Gather every line in the records that contains the string "badge", copying each one in full. Matches must have the same letter case.

--

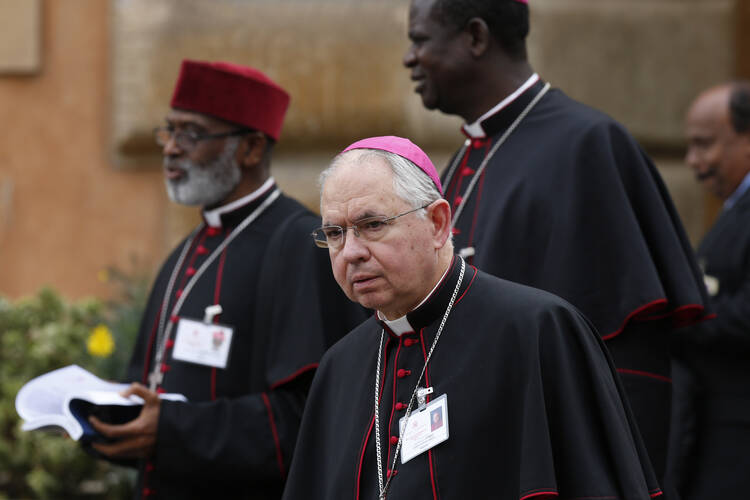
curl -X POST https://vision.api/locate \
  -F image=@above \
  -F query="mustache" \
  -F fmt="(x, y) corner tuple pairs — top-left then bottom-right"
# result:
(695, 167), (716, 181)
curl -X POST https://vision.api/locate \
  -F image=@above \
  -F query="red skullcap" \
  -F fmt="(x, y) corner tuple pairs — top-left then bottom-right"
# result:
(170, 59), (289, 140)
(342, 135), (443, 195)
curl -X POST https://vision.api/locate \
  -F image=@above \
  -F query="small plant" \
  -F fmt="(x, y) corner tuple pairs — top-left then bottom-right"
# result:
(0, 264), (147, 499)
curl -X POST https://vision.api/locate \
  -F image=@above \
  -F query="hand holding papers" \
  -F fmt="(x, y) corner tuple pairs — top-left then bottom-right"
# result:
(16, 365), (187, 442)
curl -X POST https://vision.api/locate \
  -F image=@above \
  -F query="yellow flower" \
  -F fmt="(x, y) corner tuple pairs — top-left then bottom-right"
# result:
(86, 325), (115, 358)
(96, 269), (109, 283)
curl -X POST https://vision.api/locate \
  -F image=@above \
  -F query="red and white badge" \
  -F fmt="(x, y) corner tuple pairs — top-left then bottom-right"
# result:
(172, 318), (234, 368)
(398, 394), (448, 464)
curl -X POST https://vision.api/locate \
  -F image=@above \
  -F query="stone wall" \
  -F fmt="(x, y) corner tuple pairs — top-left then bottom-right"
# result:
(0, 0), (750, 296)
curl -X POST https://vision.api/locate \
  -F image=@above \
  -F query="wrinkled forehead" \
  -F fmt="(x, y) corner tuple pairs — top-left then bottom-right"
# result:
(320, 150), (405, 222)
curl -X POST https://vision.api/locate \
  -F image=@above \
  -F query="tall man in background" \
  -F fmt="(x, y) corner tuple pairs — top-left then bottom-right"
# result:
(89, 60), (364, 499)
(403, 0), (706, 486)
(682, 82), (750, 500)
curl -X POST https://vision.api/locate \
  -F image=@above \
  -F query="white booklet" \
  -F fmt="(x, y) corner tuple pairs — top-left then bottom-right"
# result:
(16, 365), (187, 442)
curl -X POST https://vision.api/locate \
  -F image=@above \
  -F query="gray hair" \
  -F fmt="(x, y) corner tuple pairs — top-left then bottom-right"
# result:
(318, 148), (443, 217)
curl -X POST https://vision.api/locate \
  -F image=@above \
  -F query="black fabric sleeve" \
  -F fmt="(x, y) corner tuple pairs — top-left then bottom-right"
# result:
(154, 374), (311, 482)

--

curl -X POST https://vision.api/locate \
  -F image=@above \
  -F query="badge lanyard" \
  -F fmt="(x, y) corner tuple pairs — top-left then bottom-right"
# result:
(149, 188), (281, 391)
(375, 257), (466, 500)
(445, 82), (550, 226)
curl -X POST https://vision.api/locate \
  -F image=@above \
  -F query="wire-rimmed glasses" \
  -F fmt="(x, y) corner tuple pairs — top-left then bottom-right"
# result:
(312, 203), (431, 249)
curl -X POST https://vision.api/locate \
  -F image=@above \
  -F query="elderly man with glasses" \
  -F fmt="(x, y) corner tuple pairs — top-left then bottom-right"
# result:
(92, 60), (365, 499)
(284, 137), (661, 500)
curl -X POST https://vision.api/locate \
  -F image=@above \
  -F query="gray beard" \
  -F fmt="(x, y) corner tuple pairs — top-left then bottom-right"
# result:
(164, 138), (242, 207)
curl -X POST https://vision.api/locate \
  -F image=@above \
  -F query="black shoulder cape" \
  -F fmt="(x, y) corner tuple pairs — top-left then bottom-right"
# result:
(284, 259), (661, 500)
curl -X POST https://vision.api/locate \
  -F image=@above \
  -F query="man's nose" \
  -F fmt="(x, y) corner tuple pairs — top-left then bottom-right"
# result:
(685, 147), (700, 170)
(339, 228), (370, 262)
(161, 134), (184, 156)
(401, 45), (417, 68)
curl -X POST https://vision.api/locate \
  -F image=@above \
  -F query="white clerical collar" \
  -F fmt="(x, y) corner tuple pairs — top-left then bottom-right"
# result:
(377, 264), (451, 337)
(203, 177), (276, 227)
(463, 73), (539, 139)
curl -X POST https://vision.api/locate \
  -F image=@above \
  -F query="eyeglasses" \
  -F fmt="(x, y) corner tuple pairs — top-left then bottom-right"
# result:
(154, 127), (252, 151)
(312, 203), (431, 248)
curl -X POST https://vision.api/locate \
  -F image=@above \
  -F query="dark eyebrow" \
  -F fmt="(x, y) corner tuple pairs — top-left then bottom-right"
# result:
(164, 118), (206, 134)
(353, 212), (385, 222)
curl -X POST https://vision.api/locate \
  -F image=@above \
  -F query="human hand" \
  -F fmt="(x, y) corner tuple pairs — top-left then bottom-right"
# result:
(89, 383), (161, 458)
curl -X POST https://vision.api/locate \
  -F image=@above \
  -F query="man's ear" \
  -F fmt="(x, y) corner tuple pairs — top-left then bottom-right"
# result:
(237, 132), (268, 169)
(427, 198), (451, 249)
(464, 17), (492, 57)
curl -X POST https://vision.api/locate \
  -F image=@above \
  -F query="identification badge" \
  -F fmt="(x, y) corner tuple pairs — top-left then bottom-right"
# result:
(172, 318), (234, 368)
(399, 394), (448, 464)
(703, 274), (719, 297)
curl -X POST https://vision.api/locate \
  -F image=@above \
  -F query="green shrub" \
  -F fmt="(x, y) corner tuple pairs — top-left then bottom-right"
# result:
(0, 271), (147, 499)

--

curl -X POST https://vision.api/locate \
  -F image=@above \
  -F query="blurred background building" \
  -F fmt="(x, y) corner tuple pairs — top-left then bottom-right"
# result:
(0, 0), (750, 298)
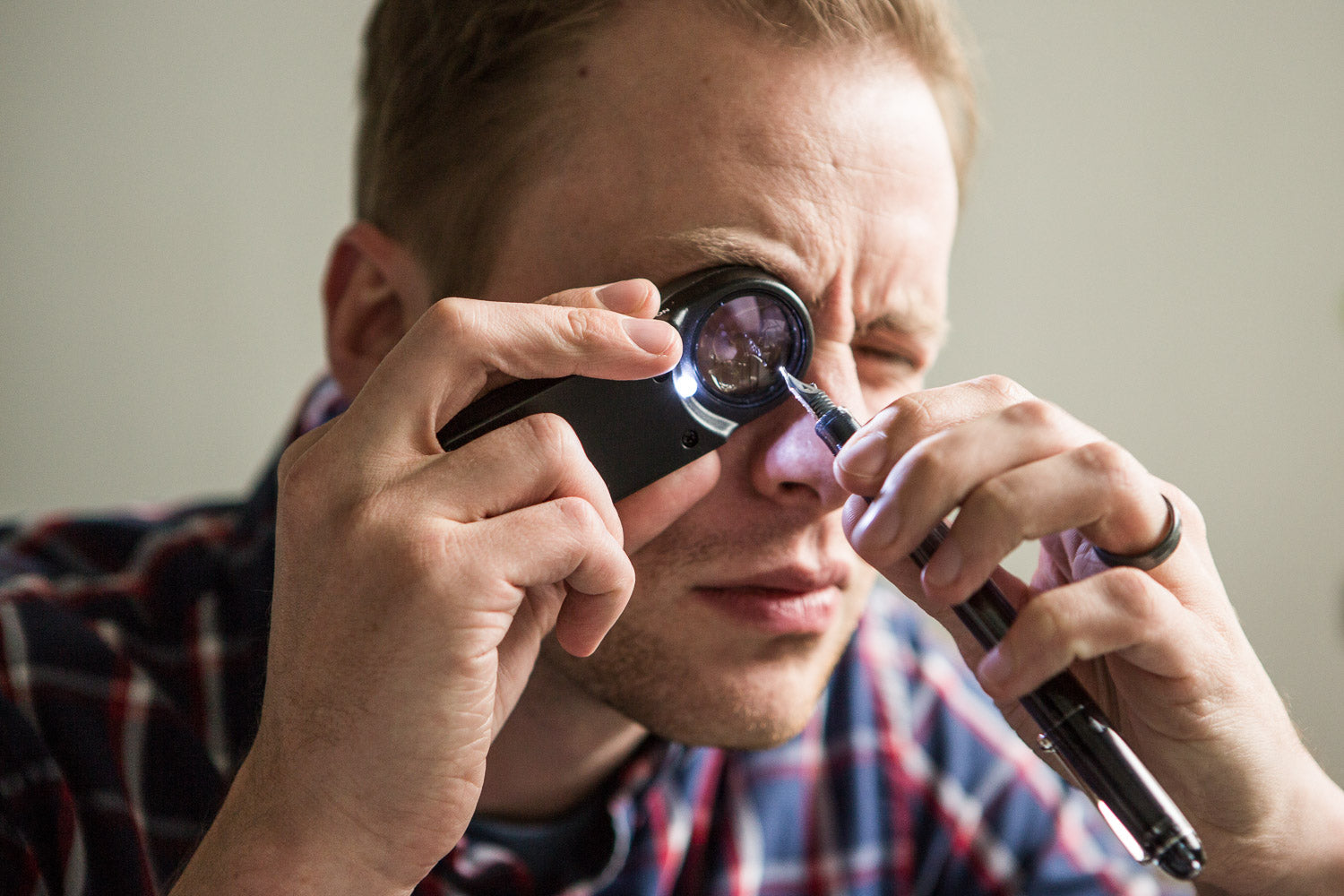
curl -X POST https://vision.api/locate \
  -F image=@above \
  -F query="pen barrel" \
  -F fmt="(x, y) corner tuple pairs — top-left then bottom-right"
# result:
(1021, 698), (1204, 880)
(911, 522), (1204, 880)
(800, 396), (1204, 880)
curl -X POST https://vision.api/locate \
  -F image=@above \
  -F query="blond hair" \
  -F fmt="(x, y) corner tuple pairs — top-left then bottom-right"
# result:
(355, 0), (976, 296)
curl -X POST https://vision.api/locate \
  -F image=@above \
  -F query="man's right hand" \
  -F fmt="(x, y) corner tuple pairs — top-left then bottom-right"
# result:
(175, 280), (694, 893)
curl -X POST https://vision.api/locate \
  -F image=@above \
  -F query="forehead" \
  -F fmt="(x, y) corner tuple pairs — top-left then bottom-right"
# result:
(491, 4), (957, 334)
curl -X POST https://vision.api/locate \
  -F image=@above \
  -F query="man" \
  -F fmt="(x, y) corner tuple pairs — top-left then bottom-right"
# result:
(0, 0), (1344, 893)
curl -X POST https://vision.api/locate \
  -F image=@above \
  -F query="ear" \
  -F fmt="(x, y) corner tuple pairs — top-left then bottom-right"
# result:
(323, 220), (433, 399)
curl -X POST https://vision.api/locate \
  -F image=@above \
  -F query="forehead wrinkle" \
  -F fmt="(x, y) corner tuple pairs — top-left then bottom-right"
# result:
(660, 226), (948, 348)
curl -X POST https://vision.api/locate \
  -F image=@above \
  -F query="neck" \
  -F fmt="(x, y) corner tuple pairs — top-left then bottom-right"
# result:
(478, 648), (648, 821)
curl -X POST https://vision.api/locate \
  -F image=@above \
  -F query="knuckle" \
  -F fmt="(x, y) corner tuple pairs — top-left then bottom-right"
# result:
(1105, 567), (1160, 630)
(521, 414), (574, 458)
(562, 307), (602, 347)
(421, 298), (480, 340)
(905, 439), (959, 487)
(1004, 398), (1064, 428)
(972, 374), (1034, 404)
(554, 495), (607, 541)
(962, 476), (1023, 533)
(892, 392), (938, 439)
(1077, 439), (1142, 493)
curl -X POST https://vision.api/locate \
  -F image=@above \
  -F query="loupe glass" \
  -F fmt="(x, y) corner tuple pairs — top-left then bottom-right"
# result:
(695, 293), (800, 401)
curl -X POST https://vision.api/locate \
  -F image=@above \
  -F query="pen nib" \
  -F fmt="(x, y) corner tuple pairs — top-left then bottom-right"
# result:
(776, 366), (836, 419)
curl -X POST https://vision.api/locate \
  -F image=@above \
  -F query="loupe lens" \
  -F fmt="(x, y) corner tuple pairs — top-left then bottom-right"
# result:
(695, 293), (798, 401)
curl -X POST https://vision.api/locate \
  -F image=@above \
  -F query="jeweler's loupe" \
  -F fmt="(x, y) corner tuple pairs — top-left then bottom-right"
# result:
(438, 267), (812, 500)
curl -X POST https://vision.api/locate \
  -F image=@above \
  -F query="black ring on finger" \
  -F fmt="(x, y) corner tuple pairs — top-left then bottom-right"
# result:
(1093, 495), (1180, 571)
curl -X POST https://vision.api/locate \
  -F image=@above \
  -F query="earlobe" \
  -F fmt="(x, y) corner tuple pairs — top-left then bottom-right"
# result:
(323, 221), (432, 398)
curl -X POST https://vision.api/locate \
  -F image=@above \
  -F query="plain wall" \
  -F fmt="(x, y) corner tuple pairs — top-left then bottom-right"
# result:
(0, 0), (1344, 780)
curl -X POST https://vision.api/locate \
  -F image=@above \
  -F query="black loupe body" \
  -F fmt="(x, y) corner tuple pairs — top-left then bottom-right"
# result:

--

## WRITTEN SOLUTION
  -F query="red and white badge" \
  -F query="badge lanyard" \
  -F query="identification badge" \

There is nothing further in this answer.